* [Dokumentauszug]
::::::
„Meeres-Mikroplastik“ stammt von Labormänteln

Größere und kleinere Teilchen an Plastik verschmutzen die Meere, wie viele Studien zeigen. Nicht immer ist die Sorge vor dem Mikroplastik aber berechtigt. Bei einer Analyse wurde die Wasserprobe offenbar von den Labormänteln der Forscher verunreinigt.

Dies berichtet ein Team um den Chemiker Bernhard Lendl von der Technischen Universität (TU) Wien.

Viskosefasern aus der Tiefsee

Die Vorgeschichte: 2014 haben britische Forscher in einer Studie behauptet, große Mengen an Mikroplastik in der Tiefsee gefunden zu haben. Rund 57 Prozent davon hätten Viskosefasern betroffen – ein Kunststoff, der auf natürlicher Zellulose beruht.

„Eigentlich sollte man keine Viskose in der Tiefsee finden, da sie natürlich abgebaut wird“, erklärt Lendl gegenüber science.ORF.at. Genau dem haben die britischen Kollegen aber mit ihrer Studie widersprochen – sehr zur Überraschung von Lendl und seinem Team.

Um die 2014er-Studie deshalb zu überprüfen, baten sie die Briten um ihre Rohdaten – ohne Erfolg. Sie stellten deshalb eigene Nachforschungen im Labor an. Dabei zeigte sich, dass die britischen Forscher offenbar methodisch schlampig gearbeitet haben.
::::::
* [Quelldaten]
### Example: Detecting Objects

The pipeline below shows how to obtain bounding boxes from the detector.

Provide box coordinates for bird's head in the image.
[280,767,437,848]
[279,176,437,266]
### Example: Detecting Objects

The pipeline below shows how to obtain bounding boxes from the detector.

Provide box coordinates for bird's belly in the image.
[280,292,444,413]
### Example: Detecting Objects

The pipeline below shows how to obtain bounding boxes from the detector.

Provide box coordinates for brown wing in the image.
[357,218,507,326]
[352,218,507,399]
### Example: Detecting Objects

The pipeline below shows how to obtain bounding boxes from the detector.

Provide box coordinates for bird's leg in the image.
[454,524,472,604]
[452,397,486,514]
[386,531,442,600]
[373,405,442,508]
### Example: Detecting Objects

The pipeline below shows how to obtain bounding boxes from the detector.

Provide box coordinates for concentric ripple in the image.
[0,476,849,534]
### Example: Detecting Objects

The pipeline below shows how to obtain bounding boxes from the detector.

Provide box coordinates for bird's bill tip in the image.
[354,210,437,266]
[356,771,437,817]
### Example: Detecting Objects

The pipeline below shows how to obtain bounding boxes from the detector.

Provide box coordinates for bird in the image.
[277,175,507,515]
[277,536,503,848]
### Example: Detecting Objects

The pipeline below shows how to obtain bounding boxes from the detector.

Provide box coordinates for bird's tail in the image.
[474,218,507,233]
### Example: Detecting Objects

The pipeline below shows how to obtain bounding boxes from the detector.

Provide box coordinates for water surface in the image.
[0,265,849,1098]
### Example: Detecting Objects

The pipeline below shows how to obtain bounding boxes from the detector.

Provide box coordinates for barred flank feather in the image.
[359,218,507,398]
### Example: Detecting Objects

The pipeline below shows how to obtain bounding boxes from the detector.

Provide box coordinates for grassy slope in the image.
::::::
* [Zu lösende Aufgaben]
1. Prüfe anhand des Artikels über Meeres-Mikroplastik, ob diese Aussagen zutreffen: (a) Das Team um Bernhard Lendl gehört zur Technischen Universität Wien. (b) Die britischen Forscher haben ihre Rohdaten auf Anfrage herausgegeben. (c) Rund 57 Prozent des gefundenen Mikroplastiks sollen Viskosefasern gewesen sein. Antworte jeweils mit Ja oder Nein und zitiere wörtlich die entscheidenden Worte des Artikels.
2. Gib aus dem Artikel über Meeres-Mikroplastik den Abschnitt von „Die Vorgeschichte: 2014“ bis einschließlich „und seinem Team.“ wortgetreu wieder.
3. Nenne alle Sätze im Artikel über Meeres-Mikroplastik, in denen der Name Lendl vorkommt.

* [Lösungen der Aufgaben]
1.
(a) Ja: „ein Team um den Chemiker Bernhard Lendl von der Technischen Universität (TU) Wien“
(b) Nein: „baten sie die Briten um ihre Rohdaten – ohne Erfolg“
(c) Ja: „Rund 57 Prozent davon hätten Viskosefasern betroffen“

2.
Die Vorgeschichte: 2014 haben britische Forscher in einer Studie behauptet, große Mengen an Mikroplastik in der Tiefsee gefunden zu haben. Rund 57 Prozent davon hätten Viskosefasern betroffen – ein Kunststoff, der auf natürlicher Zellulose beruht.

„Eigentlich sollte man keine Viskose in der Tiefsee finden, da sie natürlich abgebaut wird“, erklärt Lendl gegenüber science.ORF.at. Genau dem haben die britischen Kollegen aber mit ihrer Studie widersprochen – sehr zur Überraschung von Lendl und seinem Team.

3.
1. „Dies berichtet ein Team um den Chemiker Bernhard Lendl von der Technischen Universität (TU) Wien.“
2. „„Eigentlich sollte man keine Viskose in der Tiefsee finden, da sie natürlich abgebaut wird“, erklärt Lendl gegenüber science.ORF.at.“
3. „Genau dem haben die britischen Kollegen aber mit ihrer Studie widersprochen – sehr zur Überraschung von Lendl und seinem Team.“